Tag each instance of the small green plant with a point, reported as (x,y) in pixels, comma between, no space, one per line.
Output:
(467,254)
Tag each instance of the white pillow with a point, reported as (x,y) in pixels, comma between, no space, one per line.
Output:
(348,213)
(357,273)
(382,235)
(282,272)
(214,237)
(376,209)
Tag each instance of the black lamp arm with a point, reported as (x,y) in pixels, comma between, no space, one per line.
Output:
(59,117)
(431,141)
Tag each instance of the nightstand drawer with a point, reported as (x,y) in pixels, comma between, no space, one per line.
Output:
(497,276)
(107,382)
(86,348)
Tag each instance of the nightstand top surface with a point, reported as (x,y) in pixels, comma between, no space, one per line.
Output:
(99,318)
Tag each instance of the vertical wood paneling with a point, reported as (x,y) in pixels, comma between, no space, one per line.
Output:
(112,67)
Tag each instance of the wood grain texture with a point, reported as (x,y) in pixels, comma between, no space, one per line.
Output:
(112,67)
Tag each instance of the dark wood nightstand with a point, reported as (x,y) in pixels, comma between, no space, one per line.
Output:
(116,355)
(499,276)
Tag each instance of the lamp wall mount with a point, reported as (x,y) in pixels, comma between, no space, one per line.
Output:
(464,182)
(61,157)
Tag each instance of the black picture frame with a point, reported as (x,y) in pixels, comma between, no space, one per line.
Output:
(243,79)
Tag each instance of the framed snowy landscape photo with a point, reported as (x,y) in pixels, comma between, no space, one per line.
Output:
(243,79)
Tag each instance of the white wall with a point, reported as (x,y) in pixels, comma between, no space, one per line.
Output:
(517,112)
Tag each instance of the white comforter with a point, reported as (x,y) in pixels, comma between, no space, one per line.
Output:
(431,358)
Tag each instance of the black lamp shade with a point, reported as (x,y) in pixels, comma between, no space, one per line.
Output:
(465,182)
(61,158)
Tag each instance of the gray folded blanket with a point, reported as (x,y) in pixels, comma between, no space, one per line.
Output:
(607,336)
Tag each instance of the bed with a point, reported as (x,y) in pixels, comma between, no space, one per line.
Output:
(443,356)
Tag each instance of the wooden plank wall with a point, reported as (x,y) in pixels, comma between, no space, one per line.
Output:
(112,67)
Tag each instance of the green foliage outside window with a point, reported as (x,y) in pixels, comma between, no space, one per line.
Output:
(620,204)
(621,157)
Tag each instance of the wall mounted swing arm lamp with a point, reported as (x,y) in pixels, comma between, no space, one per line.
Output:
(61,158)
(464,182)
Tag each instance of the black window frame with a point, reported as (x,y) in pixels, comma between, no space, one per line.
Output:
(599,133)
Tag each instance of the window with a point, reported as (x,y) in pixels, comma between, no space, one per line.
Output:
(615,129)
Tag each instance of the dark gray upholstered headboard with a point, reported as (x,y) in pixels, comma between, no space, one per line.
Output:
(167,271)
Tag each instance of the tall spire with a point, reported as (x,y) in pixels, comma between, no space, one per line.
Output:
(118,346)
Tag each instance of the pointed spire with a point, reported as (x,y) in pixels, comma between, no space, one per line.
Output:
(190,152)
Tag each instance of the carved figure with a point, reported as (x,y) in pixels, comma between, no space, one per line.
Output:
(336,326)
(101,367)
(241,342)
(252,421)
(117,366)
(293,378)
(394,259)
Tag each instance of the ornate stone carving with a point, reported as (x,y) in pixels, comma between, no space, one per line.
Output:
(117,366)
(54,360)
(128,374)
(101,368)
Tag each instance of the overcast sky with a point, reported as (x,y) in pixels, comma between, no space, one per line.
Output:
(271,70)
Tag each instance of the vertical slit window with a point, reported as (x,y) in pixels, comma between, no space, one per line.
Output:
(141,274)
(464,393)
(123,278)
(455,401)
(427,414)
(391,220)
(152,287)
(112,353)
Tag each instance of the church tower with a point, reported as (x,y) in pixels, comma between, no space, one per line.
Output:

**WHAT YOU NEED TO DO**. Return, word for word, each line from the line that contains "Tag each instance of the green" to the end of the listing above; include both end lines and nothing else.

**TASK OUTPUT**.
Tag each instance of the green foliage outside window with a point, reported as (x,y) in pixels, comma between, no space, one per line.
Output:
(620,204)
(621,157)
Tag each instance of the wall mounted swing arm lamp with a point, reported as (x,y) in pixels, comma between, no space, one per line.
Output:
(61,158)
(464,182)
Tag each instance of the black window frame with a point, reported as (x,y) in pixels, comma between, no space, one per line.
Output:
(599,133)
Tag each instance of the window with a point, reported as (x,y) in pixels, comma between, no space, one per line.
Output:
(615,129)
Tag each instance of the dark gray upholstered headboard with a point, reported as (x,y) in pixels, comma between, no space, one per line.
Output:
(167,271)
Tag each instance of the tall spire with a point, reported as (x,y) in pixels, comma between, no space, one per line.
Output:
(118,346)
Tag each instance of the pointed spire with a point, reported as (x,y) in pixels, comma between, no space, one per line.
Output:
(190,152)
Tag each instance of the carved figure with a point, reported as (x,y) in pixels, comma between, no space, one per line.
Output:
(336,326)
(101,367)
(241,342)
(252,421)
(117,366)
(293,378)
(394,259)
Tag each instance of the ornate stone carving with a point, reported as (x,y) in pixels, comma between, no space, one per line.
Output:
(117,366)
(54,360)
(128,374)
(101,368)
Tag each instance of the overcast sky with a point, reported as (x,y) in pixels, comma between, no space, one per line.
Output:
(271,70)
Tag each instance of the vertical slit window with a point, reported as (x,y) in pixels, comma between, no space, one per line.
Output:
(141,274)
(464,393)
(123,278)
(455,401)
(427,414)
(391,220)
(152,287)
(112,353)
Tag each instance of the church tower with a point, reported as (x,y) in pixels, comma between, no space, one per line.
Output:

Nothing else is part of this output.